▸ Problem to solve:
Locate every line in the items that contains the word "white" and copy each such line. Case counts.
[Start of Task data]
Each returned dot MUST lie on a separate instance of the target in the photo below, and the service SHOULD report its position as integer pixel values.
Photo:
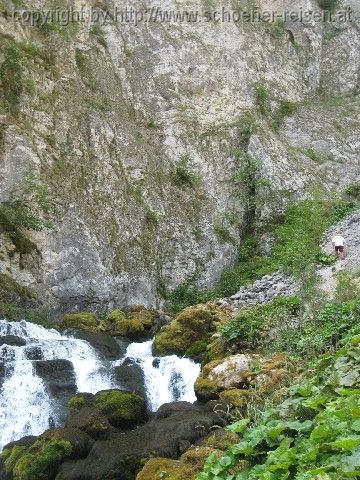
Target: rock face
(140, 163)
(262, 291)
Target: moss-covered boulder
[End of Task data]
[Start of Task data]
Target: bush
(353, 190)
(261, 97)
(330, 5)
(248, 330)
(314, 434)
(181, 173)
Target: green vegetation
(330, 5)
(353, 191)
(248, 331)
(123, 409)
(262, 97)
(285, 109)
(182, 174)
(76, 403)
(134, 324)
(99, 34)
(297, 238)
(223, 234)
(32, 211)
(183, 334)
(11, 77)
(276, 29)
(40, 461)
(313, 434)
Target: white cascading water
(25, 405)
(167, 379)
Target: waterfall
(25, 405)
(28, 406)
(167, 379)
[End of Task data]
[Start of Task data]
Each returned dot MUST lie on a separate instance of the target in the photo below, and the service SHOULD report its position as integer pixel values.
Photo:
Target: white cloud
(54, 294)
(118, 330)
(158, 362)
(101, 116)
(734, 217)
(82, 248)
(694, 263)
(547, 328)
[End of Task data]
▸ Full solution:
Target: white cascading water
Target: white cloud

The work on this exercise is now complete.